To recall the relevant part:
“... today, too many people in positions of power behave as though they have more in common with international elites than with the people down the road, the people they employ, the people they pass in the street. But if you believe you’re a citizen of the world, you’re a citizen of nowhere. You don’t understand what the very word ‘citizenship’ means.”
The Conservatives were quick to point out this charge wasn’t against people who felt international, but merely against those “international elites”. But “international elites” was also an anti-semitic trope.
Anti-Semitic caricature of the rootless cosmopolitan Jew,
Soviet anti-Semites in the 1940s and 1950s used the term “rootless cosmopolitan” to refer to Jewish intellectuals, who were regarded as not being committed enough to the Soviet Union. The caricature of the cosmopolitan Jew was someone who was very rich, and who was at home everywhere and nowhere, as this 1949 picture shows.
We can go even further back, into the Weimar Republic, where Hitler and others used charges of cosmopolitanism against Jews, pitting them against the native-born population, described by Hitler in his 1933 campaign speech to Siemens factory workers as:
“people [who] are bounded to their soil, bounded to its fatherland, bounded to the possibilities of life that the state... offers.”

» **Work instructions**
Reproduce the passage above on the "citizen of nowhere" remark and the history of the "rootless cosmopolitan" trope in full, word for word.

» **Data extract**
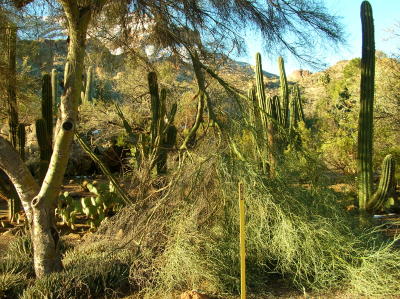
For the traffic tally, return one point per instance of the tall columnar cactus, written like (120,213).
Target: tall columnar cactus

» **Solution to the exercise**
To recall the relevant part:
“... today, too many people in positions of power behave as though they have more in common with international elites than with the people down the road, the people they employ, the people they pass in the street. But if you believe you’re a citizen of the world, you’re a citizen of nowhere. You don’t understand what the very word ‘citizenship’ means.”
The Conservatives were quick to point out this charge wasn’t against people who felt international, but merely against those “international elites”. But “international elites” was also an anti-semitic trope.
Anti-Semitic caricature of the rootless cosmopolitan Jew,
Soviet anti-Semites in the 1940s and 1950s used the term “rootless cosmopolitan” to refer to Jewish intellectuals, who were regarded as not being committed enough to the Soviet Union. The caricature of the cosmopolitan Jew was someone who was very rich, and who was at home everywhere and nowhere, as this 1949 picture shows.
We can go even further back, into the Weimar Republic, where Hitler and others used charges of cosmopolitanism against Jews, pitting them against the native-born population, described by Hitler in his 1933 campaign speech to Siemens factory workers as:
“people [who] are bounded to their soil, bounded to its fatherland, bounded to the possibilities of life that the state... offers.”